**Required actions**
(a) Quote the passage on the greater short-horned lizard from "The Greater Short-Horned Lizard (Phrynosoma" to "lizards in Canada.".
(b) Render this sentence from the passage on the greater short-horned lizard in Spanish: "They have a snub-nosed profile and short legs."
(c) Proceed with the passage on the greater short-horned lizard, picking up after its final sentence.

::: Passage for review

The Greater Short-Horned Lizard (Phrynosoma hernandesi), also commonly known as the Mountain Short-Horned Lizard, is a species of lizard endemic to western North America. Like other horned lizards, it is often called a "horned toad" or "horny toad", but it is not a toad at all. It is a reptile, not an amphibian. It is one of seven native species of lizards in Canada.

Etymology
The specific name, hernandesi, honors Francisco Hernández (1514–1587) a Spanish physician who wrote an early account of a horned lizard, which was published in 1615.

Identification
The greater short-horned lizard is often mistaken for its close relative the pygmy short-horned lizard (Phrynosoma douglasii ), which has the same basic body type consisting of small pointed scales around the head and back.  Until recent mitochondrial DNA evidence, P. hernandesi was considered to be the same species as P. douglasii. They are now considered distinct species with the pygmy short-horned lizard (P. douglasii ) occupying the northwest portion of the United States and extreme southern British Columbia.  When placed together the two are easily distinguished at full size, the pygmy short-horned lizard being much smaller. P. hernandesi is a highly variable species with different geographic populations exhibiting differences in color, pattern and size with some authorities describing five subspecies.

The greater short-horned lizard ranges in size from 2 to 5 inches (5.1 to 12.7 cm) in snout to vent length (SVL) and is a flat-bodied, squat lizard with scales around the top of the head, normally called a "crown". They have a snub-nosed profile and short legs. The trunk is fringed by one row of pointed scales, while the belly scales are smooth. The color is gray, yellowish, or reddish-brown, and there are two rows of large dark spots on the back. When threatened or aggressive, their colors become more intense.

Females grow to larger sizes than males: females average about 7 cm (about 2.75 inches) from snout to vent, with a maximum total length of about 15 cm (about 6 inches), and weigh about 18 g; whereas males have an SVL of only about 5 cm (about 2 inches), and weigh on the average about 10 g. The adult male dermatocranial shape resembles that to be expected of a subadult female of the same body size.

Behavior

Short-horned lizards are "sit-and-wait" predators. They feed primarily on ants, but also take an occasional grasshopper or beetle. Often, they can be found sitting in the vicinity of a nest or trails. They are diurnal creatures being most active during the evening and burrowing at night. They rely extensively on camouflage to avoid predators. If provoked, some horned lizards can build up blood pressure in regions behind their eyes and accurately squirt their blood at attacking predators, which will deter canids from continuing their attack.  It is rare for horned lizards to squirt blood at humans however, reserving this unique defense primarily for canids (i.e. foxes, coyotes, dogs), which have a strong reaction of distaste to the blood. Squirting blood has been observed in greater short-horned lizards, but has not been observed in pygmy short-horned lizards.

::::::
::: Information supplied

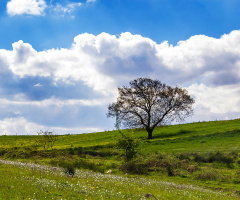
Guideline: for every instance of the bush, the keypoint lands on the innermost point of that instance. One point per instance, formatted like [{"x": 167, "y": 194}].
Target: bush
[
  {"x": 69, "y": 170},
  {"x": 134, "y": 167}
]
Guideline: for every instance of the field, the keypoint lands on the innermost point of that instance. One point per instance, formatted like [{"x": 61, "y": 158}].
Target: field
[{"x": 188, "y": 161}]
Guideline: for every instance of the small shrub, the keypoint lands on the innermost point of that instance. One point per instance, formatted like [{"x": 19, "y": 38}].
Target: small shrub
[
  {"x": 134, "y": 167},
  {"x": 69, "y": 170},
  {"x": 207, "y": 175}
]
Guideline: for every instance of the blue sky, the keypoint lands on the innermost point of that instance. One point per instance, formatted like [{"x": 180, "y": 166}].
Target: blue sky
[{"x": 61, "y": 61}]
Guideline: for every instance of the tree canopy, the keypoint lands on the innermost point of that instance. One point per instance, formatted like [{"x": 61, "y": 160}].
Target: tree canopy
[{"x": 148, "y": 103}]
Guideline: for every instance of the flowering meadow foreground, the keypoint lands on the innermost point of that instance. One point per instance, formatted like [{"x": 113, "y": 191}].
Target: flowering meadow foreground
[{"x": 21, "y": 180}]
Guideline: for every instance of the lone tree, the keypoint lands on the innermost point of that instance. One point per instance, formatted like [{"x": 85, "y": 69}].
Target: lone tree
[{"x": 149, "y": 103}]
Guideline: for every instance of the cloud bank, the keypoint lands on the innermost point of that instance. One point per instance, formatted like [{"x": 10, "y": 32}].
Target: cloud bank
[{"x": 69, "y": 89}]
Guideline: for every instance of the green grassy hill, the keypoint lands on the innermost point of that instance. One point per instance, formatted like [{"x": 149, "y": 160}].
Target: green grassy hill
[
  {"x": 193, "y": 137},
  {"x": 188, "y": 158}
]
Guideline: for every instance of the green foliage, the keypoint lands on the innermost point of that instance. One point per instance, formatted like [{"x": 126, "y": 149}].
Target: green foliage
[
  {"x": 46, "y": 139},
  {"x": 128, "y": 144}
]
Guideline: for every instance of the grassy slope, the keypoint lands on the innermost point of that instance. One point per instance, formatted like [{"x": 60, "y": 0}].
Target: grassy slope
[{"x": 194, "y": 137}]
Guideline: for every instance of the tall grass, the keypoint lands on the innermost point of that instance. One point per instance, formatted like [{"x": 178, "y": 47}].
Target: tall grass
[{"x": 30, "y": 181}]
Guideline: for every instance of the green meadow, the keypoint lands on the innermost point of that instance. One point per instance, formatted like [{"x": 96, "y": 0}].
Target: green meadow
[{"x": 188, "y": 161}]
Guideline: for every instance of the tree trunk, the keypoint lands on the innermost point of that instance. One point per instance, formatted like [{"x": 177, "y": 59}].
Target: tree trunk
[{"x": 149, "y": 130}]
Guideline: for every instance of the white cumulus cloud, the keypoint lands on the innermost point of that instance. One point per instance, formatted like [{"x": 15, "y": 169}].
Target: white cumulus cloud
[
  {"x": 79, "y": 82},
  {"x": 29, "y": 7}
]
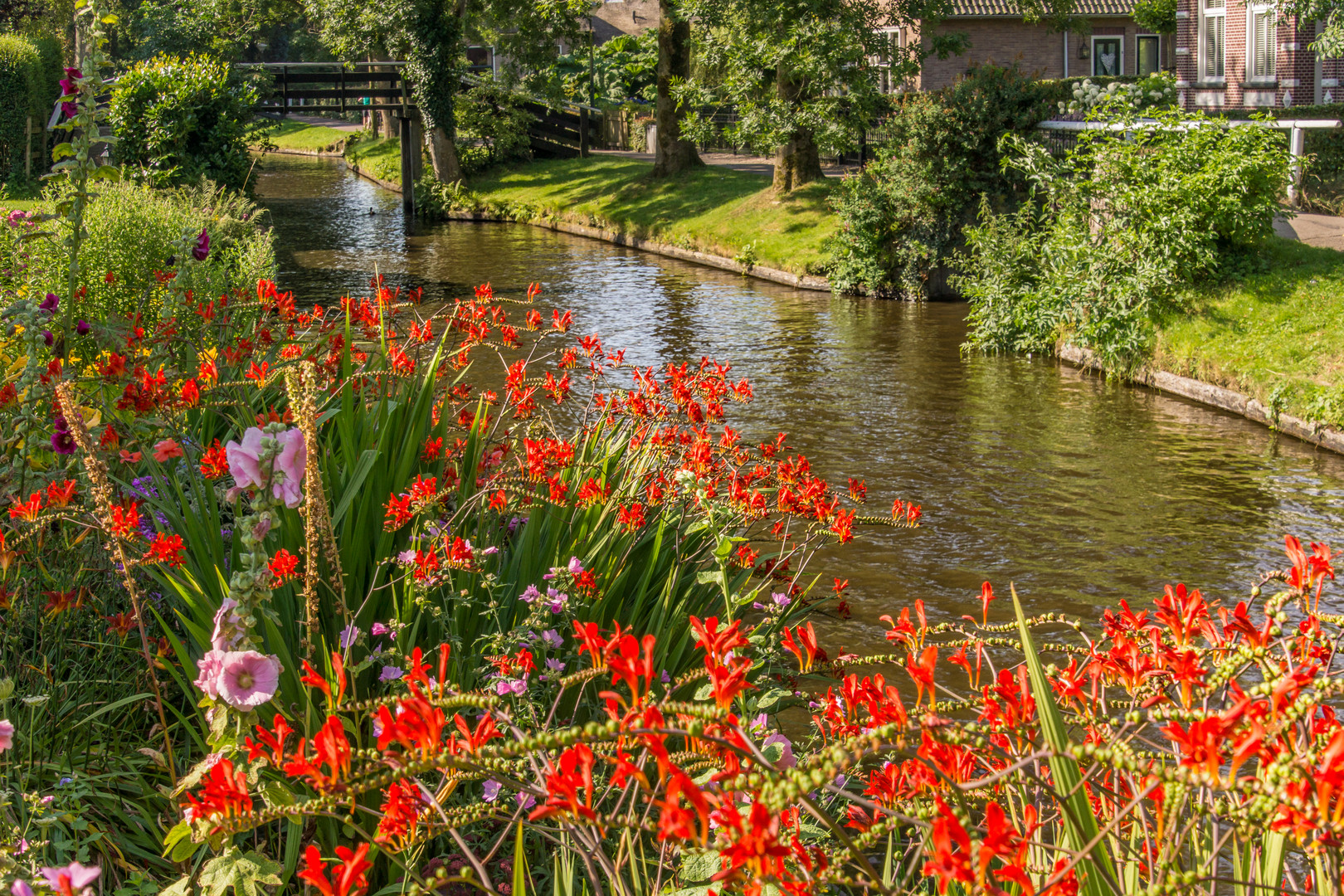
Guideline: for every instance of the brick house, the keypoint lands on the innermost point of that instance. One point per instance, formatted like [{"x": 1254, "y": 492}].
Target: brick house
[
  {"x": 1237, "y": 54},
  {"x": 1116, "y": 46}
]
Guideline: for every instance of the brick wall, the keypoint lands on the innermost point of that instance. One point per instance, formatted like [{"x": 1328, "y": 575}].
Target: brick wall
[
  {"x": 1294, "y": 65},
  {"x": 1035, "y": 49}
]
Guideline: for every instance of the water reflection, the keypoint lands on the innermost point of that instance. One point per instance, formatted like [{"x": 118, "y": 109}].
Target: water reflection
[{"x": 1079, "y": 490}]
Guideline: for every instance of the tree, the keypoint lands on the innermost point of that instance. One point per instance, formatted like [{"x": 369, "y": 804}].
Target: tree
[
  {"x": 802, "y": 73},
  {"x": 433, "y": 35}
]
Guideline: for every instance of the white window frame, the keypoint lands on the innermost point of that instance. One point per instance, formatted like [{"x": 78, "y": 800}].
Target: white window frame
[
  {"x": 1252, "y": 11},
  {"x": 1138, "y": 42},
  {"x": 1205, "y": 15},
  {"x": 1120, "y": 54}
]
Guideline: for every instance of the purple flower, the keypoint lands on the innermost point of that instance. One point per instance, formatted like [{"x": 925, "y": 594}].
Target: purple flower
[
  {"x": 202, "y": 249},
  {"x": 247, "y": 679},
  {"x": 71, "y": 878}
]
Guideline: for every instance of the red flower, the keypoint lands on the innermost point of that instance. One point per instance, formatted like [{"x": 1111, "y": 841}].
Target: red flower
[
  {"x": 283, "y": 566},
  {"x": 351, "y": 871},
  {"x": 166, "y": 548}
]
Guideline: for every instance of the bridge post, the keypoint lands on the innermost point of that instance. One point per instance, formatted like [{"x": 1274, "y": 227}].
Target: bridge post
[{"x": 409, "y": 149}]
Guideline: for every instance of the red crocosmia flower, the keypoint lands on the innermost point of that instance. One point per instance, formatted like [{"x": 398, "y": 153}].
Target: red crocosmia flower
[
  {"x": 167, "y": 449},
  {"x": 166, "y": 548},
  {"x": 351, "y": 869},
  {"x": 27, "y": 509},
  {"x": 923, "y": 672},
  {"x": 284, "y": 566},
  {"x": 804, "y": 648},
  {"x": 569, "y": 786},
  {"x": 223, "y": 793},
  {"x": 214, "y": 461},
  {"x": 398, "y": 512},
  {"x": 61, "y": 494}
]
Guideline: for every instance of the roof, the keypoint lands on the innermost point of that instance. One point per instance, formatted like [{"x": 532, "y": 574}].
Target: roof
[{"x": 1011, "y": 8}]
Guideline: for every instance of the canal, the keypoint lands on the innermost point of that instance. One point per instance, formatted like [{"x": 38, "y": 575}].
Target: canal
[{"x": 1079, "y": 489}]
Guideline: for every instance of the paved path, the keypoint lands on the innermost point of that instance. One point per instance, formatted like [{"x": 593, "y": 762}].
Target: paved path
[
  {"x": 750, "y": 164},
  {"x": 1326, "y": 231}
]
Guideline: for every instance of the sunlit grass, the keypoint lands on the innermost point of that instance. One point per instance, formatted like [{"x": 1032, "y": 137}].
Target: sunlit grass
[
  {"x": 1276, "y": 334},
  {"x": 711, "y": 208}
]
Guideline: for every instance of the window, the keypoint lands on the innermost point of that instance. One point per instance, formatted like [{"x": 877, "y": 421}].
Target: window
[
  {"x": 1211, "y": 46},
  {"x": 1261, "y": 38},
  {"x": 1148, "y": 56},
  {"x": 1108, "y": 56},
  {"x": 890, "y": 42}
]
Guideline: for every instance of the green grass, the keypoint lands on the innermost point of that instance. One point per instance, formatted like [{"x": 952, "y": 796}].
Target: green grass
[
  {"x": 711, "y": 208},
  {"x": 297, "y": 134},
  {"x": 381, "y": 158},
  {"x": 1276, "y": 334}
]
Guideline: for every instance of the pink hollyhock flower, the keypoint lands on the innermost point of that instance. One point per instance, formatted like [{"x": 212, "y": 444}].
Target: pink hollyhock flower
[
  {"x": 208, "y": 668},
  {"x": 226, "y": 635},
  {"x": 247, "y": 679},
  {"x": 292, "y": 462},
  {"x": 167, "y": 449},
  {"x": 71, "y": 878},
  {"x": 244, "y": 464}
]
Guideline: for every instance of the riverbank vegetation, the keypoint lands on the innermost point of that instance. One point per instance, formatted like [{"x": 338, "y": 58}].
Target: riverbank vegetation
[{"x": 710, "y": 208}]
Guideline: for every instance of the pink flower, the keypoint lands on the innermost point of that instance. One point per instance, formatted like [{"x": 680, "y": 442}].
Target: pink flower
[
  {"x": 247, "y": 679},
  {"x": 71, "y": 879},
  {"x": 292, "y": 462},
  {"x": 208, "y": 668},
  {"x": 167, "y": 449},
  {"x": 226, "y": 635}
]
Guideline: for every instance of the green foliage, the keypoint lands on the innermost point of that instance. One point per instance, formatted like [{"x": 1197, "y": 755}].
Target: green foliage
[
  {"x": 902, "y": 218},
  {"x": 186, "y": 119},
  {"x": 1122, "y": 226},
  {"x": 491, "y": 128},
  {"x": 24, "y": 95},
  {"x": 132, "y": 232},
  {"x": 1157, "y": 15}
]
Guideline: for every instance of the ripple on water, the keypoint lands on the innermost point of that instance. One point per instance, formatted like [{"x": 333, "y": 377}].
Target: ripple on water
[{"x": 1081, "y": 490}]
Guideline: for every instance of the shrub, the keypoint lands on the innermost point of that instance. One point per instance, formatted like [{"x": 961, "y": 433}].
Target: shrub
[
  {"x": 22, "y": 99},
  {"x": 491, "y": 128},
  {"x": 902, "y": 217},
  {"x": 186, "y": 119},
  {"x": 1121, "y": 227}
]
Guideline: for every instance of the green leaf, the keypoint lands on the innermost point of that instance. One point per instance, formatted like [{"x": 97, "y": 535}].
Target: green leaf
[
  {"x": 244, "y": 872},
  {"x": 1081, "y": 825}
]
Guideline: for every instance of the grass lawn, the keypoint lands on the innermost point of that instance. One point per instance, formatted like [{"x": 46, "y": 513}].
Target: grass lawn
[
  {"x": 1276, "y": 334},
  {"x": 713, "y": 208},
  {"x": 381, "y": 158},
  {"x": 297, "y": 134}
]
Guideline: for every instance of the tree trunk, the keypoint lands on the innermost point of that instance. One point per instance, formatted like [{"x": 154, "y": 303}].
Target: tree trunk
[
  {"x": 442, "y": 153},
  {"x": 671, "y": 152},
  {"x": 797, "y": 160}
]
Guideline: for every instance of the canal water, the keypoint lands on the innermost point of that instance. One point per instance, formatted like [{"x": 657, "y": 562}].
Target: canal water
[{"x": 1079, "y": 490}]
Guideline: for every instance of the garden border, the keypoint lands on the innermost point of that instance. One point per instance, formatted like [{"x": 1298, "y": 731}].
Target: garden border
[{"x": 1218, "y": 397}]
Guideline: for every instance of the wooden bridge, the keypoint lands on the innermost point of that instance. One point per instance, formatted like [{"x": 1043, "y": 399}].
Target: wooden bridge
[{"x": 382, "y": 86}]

::::::

**Answers given**
(a)
The Greater Short-Horned Lizard (Phrynosoma hernandesi), also commonly known as the Mountain Short-Horned Lizard, is a species of lizard endemic to western North America. Like other horned lizards, it is often called a "horned toad" or "horny toad", but it is not a toad at all. It is a reptile, not an amphibian. It is one of seven native species of lizards in Canada.

(b) Tienen un perfil de nariz chata y patas cortas.

(c)
Reproduction
The mating season for this species is in spring (May to June). They are viviparous, giving live birth: the female births five to 48 offspring from July to September. The young measure about 24 mm from snout to vent and weigh each about 1 g. The young have no horns yet and are able to take care of themselves within a few hours; they are not able to fully crawl until they are a day old. Males become sexually active after their first year of life and females generally take two years before they can start reproducing.

Distribution 

The greater short-horned lizard is the most widely distributed lizard in North America and occurs in the widest range of habitats: West into central Nevada, east into North and South Dakota, north to southern Saskatchewan and Alberta, and then south into the Texas Panhandle to central Mexico. This species of lizard is mostly an arid mountain dweller living in the range of 900–11,300 feet (170–3440 m). It is the only member of its genus in Wyoming, which counts Phrynosoma as its state reptile. It is also considered an endangered species in Saskatchewan and Alberta.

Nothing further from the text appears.